- [What you should do]
Answer from the passage about the mare Dolly Jo below.
(a) How much did Nowlin pay for Dolly Jo?
(b) In what year did Nowlin qualify for the NFR?
(c) What did the surgeons remove because it was on the thoracic nerve tunnel?

Registered DJG Madison, Dolly Jo is a 2006 mare by Royal Blue Chew Chew and out of Run Madison by Sunset Six. Nowlin originally intended to purchase the mare as a tie-down roping horse for her son, but they weren’t a match. The then 8-year-old mare had some vices that weren’t going to work in the calf roping game. However, Nowlin couldn’t force herself to send the mare home, and eventually purchased her for $1,850.

DJG Madison Dolly Jo Horse pedigree

After learning the ropes in the barrel arena, Dolly Jo excelled. Her electric speed, coupled with her hard turns captivated fans in both the IPRA and ProRodeo circuits. When Nowlin qualified for the NFR in 2018, fans rallied behind the team as the Cinderella story of the finals.


It’s no secret that rodeo athletes don’t have the best health insurance. The NFR, and the money won wasn’t just a trip to the ball for Nowlin—it helped her get access to a top-notch surgeon to repair nerve and muscle damage to her right side. Prior to her surgery, doing her job on a barrel horse had become close to torture.

“It made me think twice about getting after a horse who doesn’t want to go in the arena because he’s hurting. About three girls before me, I’d instantly get nauseous. It wasn’t nerves—I knew that pain was coming next. My migraines were so bad and I had no arm strength.”

Tracy Nowlin

The surgery was a major one, not just because of the original injury, but the amount of time it had progressed.

“They took a rib out because it was on the thorasic nerve tunnel,” Nowlin said. “Nerves only heal about a half an inch every year. My rotator cuff was wrecked, the bicep finally ripped, so nothing’s holding it. There’s just a lump in my arm it’s not attached, just a big knot in my arm. I still don’t have much arm strength. It’s a good thing (Dolly Jo) always wants to turn the first barrel.”

During her recovery time, Nowlin struggled some on the rodeo trail. Although she was willing to grit through the pain, her mare wasn’t as willing to let her rider hurt. Dolly Jo was holding back, knowing that her hard turns left Nowlin slightly behind and in pain.

In 2023, Nowlin and Dolly Jo are starting to look like themselves, evident from their performance at PCFR.

“She’s got her confidence back,” Nowlin said. “And I can react when I need to react.”

- [Source material]
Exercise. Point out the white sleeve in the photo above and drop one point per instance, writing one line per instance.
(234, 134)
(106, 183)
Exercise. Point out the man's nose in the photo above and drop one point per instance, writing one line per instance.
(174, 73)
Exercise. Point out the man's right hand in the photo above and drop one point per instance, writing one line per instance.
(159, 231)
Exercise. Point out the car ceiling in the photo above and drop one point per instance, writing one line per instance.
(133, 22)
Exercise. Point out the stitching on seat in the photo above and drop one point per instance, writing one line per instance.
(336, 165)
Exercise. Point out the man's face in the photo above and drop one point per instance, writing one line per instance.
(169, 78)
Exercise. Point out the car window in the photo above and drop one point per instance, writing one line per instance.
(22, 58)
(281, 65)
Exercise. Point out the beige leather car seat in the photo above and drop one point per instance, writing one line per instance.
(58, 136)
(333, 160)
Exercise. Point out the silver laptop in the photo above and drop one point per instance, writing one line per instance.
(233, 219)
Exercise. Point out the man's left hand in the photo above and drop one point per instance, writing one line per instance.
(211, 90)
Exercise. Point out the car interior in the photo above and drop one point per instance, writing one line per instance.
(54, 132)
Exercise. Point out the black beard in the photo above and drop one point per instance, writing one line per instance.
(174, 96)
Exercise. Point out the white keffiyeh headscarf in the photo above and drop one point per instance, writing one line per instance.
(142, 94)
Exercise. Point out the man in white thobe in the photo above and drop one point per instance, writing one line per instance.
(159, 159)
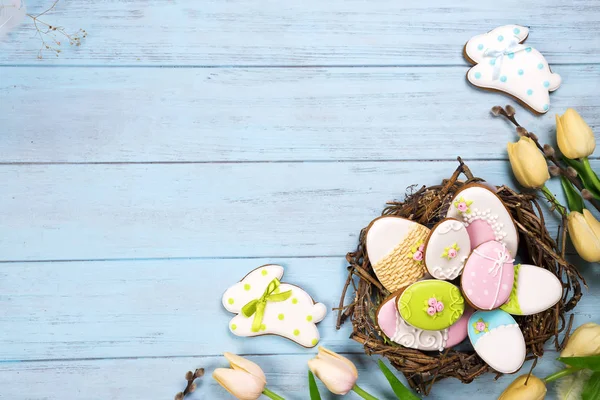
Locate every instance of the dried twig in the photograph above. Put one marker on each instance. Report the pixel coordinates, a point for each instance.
(548, 151)
(428, 205)
(191, 386)
(51, 35)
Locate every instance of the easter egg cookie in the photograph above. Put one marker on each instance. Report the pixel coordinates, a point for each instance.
(534, 290)
(446, 249)
(498, 340)
(395, 248)
(485, 217)
(264, 306)
(398, 331)
(505, 64)
(431, 304)
(488, 277)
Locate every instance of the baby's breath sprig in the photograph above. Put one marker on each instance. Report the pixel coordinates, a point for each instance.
(191, 385)
(53, 36)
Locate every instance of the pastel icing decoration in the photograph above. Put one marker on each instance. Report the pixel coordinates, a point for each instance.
(431, 304)
(399, 331)
(395, 248)
(534, 290)
(265, 306)
(488, 276)
(485, 216)
(447, 248)
(497, 339)
(511, 67)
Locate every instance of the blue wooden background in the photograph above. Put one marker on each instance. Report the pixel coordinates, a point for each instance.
(188, 142)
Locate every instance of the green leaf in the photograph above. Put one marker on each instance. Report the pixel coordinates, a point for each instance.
(312, 385)
(591, 362)
(591, 390)
(587, 176)
(401, 391)
(574, 200)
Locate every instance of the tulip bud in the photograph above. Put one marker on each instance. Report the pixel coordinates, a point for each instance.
(534, 390)
(574, 136)
(528, 163)
(337, 372)
(245, 380)
(584, 341)
(584, 231)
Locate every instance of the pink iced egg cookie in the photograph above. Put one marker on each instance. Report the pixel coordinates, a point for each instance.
(488, 276)
(398, 331)
(485, 216)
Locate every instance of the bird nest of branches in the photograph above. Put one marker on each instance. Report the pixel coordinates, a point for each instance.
(427, 206)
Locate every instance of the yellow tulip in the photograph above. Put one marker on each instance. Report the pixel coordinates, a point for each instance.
(534, 390)
(335, 371)
(245, 380)
(528, 163)
(584, 231)
(574, 136)
(584, 341)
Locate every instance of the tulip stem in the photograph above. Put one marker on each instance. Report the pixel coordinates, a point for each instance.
(548, 194)
(560, 374)
(272, 395)
(358, 390)
(590, 173)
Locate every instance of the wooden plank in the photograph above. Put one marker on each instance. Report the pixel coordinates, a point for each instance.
(207, 115)
(163, 377)
(82, 310)
(66, 212)
(302, 32)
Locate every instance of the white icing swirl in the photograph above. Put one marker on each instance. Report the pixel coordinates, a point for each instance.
(414, 338)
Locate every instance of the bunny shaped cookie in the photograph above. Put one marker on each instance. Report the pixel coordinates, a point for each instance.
(505, 64)
(265, 306)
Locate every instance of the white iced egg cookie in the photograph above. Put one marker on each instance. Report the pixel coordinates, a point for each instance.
(266, 306)
(534, 290)
(446, 249)
(498, 340)
(398, 331)
(503, 63)
(395, 247)
(485, 217)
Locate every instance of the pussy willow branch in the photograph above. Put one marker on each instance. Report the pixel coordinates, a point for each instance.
(551, 158)
(191, 386)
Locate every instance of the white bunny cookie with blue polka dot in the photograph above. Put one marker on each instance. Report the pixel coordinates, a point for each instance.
(265, 306)
(505, 64)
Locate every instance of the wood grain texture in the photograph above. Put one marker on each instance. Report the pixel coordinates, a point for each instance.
(161, 378)
(133, 195)
(303, 32)
(74, 212)
(160, 308)
(207, 115)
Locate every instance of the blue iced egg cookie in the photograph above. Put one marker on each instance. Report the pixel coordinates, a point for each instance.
(498, 340)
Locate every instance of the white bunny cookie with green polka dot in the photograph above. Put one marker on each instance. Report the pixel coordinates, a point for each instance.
(265, 306)
(505, 64)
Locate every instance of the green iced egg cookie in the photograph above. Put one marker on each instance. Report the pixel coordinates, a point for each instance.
(431, 304)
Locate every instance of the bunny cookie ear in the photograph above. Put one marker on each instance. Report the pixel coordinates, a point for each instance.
(250, 287)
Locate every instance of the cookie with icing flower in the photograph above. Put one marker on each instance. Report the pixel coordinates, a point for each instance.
(395, 248)
(265, 306)
(431, 304)
(446, 249)
(485, 216)
(399, 331)
(503, 63)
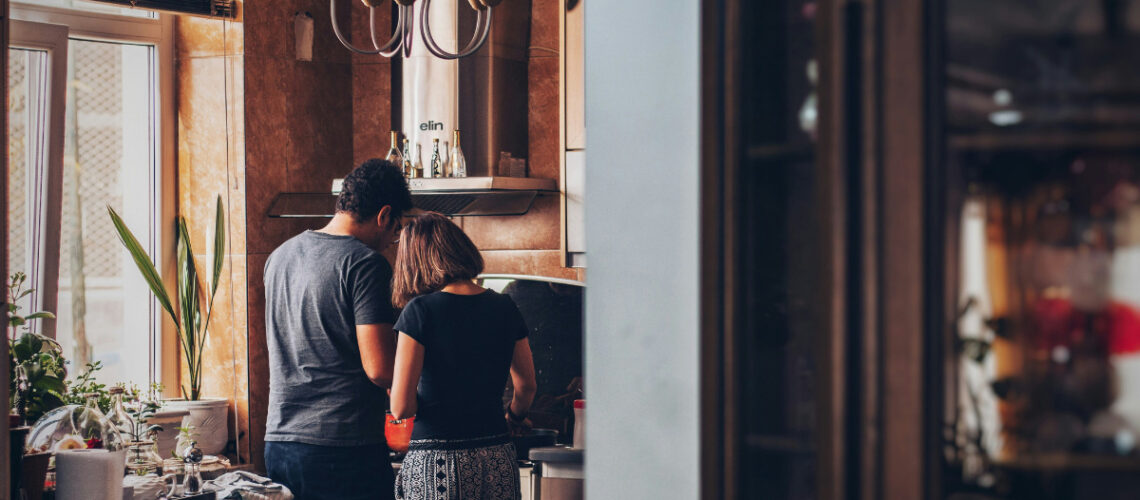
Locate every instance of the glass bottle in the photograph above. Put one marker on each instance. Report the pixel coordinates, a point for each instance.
(418, 169)
(437, 166)
(409, 169)
(457, 161)
(393, 154)
(117, 417)
(94, 427)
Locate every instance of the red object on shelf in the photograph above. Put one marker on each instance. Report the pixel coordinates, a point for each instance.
(398, 433)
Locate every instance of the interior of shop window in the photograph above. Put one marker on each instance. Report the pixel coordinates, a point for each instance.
(1039, 193)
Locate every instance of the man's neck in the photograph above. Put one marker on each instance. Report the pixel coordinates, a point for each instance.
(342, 224)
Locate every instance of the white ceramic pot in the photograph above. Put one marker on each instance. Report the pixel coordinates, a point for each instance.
(208, 418)
(170, 419)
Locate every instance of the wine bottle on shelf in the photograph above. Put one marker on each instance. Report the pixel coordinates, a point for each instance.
(445, 160)
(457, 161)
(437, 166)
(393, 153)
(418, 163)
(409, 170)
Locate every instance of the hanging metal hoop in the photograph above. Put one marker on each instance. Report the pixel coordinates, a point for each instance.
(389, 49)
(482, 30)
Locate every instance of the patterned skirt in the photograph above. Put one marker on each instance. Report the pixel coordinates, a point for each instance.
(459, 469)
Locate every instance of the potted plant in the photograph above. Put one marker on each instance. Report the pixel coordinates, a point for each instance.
(35, 362)
(37, 375)
(192, 321)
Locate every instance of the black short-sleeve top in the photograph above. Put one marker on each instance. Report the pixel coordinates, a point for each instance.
(469, 342)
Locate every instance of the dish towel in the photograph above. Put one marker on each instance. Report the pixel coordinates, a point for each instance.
(243, 485)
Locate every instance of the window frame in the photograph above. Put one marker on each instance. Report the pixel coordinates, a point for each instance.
(45, 231)
(159, 33)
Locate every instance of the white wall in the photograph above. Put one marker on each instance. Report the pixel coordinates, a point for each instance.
(642, 185)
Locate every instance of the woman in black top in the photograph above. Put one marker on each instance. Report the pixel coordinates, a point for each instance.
(457, 343)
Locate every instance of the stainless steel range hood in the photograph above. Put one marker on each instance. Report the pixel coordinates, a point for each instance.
(457, 197)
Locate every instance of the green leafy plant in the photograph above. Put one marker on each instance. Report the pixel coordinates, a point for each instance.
(189, 321)
(84, 384)
(141, 407)
(37, 366)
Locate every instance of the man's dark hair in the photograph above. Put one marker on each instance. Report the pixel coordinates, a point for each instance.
(376, 182)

- [Your solution]
(a) $1,850
(b) 2018
(c) A rib